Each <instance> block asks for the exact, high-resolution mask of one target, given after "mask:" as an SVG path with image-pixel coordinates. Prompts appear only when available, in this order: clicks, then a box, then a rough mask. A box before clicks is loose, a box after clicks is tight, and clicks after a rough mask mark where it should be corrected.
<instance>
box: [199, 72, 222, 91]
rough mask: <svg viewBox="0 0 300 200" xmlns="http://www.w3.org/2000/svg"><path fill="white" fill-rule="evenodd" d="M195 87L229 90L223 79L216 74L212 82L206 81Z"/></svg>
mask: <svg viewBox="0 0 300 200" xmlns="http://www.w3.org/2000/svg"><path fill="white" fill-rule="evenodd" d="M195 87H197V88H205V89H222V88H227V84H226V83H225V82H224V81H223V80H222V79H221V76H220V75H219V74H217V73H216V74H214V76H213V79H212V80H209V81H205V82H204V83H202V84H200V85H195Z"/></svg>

#### [EXERCISE AIM]
Reproduce the lines of the entries above exactly, but only from the line containing "rough mask: <svg" through the final line.

#### [SOLVED PROBLEM]
rough mask: <svg viewBox="0 0 300 200" xmlns="http://www.w3.org/2000/svg"><path fill="white" fill-rule="evenodd" d="M195 87L229 90L223 79L216 74L212 82L206 81Z"/></svg>
mask: <svg viewBox="0 0 300 200" xmlns="http://www.w3.org/2000/svg"><path fill="white" fill-rule="evenodd" d="M195 87H197V88H205V89H222V88H227V84H226V83H225V82H224V81H223V80H222V79H221V76H220V75H219V74H217V73H216V74H214V76H213V79H212V80H209V81H205V82H204V83H202V84H200V85H195Z"/></svg>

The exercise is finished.